| Tasks |
1 – Write out the Leo Gorcey post from "Leo Gorcey: A" to "Bonario. Thanks, Roy!)", keeping every word and mark unchanged.
2 – Gather every line of the records that contains the string "lemur", matching its case.

| Text shown |
* BEGIN *
Posts Tagged ‘Leo Gorcey and misspoken words’

Leo Gorcey: A Figure of Missed Speach

October 29, 2014
Leo Gorcey & Huntz Hall ~ Where Misplaced Words Meet Missing Thoughts. ~

Leo Gorcey & Huntz Hall
~ Where Misplaced Words Meet Missing Thoughts. ~

(Factual corrections in  paragraph one of this article are the welcome contributions of Houston pop culture historian Roy Bonario. Thanks, Roy!)

Leo Gorcey and his gang of young New York street toughs made their debut as a group in the 1937 Humphrey Bogart movie “Dead End.”  Mostly background characters in their first film go-around identity, their chemistry as “The Dead End Kids” apparently was too good for Hollywood to resist. In 1938, the boys were back on the screen in the James Cagney film, “Angels with Dirty Faces, and in 1939 with Ronald Reagan in a movie entitled as “The Angels Wash Their Faces.” The principal actors of the “juvenile delinquent” group that worked with Gorcey included his real co-star, Huntz Hall,  plus brother David Gorcey, Gabriel Dell, Bobby Jordan, Billy Halop, and Billy Benedict, plus a few others every now and then over the 18 years of their existence (1938-56) as a group that quickly mutated from supporting roles in big star dramatic flicks to the main characters of their own Grade “B Movie” comedy series.
* END *
| Records to use |
* BEGIN *
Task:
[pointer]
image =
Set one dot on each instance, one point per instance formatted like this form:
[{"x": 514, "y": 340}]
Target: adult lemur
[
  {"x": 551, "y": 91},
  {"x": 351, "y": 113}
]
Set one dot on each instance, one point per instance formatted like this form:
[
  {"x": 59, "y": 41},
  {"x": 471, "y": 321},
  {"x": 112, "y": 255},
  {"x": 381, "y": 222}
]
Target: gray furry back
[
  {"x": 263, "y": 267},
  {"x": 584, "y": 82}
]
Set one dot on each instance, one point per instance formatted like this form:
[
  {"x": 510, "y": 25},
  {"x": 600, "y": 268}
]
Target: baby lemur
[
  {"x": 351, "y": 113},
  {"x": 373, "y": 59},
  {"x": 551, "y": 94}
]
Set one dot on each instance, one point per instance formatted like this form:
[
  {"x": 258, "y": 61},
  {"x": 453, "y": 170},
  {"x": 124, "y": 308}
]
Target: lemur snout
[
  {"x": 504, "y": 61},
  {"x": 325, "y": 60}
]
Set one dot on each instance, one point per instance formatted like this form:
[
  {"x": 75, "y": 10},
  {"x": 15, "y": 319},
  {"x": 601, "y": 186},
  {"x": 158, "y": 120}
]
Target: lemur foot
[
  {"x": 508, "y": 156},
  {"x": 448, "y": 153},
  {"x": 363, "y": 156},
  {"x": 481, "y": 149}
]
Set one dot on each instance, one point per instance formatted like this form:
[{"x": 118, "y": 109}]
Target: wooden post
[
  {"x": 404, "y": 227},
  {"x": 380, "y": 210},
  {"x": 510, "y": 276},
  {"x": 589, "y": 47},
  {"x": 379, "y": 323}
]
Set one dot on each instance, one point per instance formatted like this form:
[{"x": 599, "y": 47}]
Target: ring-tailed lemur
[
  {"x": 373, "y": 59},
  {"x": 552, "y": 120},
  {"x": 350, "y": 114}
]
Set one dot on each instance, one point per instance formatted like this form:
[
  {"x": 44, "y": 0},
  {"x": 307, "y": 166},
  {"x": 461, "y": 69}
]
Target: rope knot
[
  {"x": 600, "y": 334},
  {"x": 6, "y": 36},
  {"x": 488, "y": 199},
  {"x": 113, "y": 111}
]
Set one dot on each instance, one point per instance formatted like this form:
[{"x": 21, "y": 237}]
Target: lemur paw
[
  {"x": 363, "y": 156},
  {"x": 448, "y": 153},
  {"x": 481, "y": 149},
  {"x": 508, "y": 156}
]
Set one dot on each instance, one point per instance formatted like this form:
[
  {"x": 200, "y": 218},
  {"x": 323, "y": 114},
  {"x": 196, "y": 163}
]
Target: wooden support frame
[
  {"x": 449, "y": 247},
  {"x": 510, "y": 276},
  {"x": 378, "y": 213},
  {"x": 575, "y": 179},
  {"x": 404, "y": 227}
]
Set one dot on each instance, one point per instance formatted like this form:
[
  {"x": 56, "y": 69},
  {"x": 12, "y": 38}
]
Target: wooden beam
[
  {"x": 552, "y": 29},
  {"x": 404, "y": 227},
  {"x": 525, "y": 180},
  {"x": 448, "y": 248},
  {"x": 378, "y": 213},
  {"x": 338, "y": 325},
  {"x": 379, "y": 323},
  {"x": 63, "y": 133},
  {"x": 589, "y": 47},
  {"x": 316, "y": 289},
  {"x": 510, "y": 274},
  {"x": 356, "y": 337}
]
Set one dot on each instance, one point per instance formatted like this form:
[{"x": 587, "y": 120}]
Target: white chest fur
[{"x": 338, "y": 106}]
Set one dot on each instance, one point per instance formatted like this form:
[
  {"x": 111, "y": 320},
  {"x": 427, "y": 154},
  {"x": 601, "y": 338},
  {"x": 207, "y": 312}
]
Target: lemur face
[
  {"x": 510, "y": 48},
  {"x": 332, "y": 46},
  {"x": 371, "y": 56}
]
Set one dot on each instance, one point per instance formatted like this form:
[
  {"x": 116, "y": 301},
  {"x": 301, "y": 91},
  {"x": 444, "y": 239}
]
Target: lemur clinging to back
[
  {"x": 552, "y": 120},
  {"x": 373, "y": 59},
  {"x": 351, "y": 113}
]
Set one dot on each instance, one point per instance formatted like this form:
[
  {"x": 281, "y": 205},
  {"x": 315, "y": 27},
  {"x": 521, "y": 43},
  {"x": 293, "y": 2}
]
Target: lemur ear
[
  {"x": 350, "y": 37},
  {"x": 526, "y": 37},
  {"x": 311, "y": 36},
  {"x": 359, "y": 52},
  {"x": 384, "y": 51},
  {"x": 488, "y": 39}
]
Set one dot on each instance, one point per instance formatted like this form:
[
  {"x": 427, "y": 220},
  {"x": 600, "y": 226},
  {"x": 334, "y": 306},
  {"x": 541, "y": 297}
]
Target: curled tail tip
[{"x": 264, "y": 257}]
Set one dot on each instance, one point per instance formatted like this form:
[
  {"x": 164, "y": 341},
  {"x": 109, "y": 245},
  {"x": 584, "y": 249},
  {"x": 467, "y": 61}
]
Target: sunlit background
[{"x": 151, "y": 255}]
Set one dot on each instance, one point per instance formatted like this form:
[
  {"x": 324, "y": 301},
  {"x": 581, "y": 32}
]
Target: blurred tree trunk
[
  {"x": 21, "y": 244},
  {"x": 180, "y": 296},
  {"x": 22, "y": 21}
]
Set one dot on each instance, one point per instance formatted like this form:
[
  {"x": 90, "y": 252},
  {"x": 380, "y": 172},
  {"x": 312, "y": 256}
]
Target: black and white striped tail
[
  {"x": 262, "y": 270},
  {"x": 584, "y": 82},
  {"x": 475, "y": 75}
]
* END *
| Answer list |
1 –
Leo Gorcey: A Figure of Missed Speach

October 29, 2014
Leo Gorcey & Huntz Hall ~ Where Misplaced Words Meet Missing Thoughts. ~

Leo Gorcey & Huntz Hall
~ Where Misplaced Words Meet Missing Thoughts. ~

(Factual corrections in  paragraph one of this article are the welcome contributions of Houston pop culture historian Roy Bonario. Thanks, Roy!)

2 –
Target: adult lemur
Target: baby lemur
Target: lemur snout
Target: lemur foot
Target: ring-tailed lemur
Target: lemur paw
Target: lemur face
Target: lemur clinging to back
Target: lemur ear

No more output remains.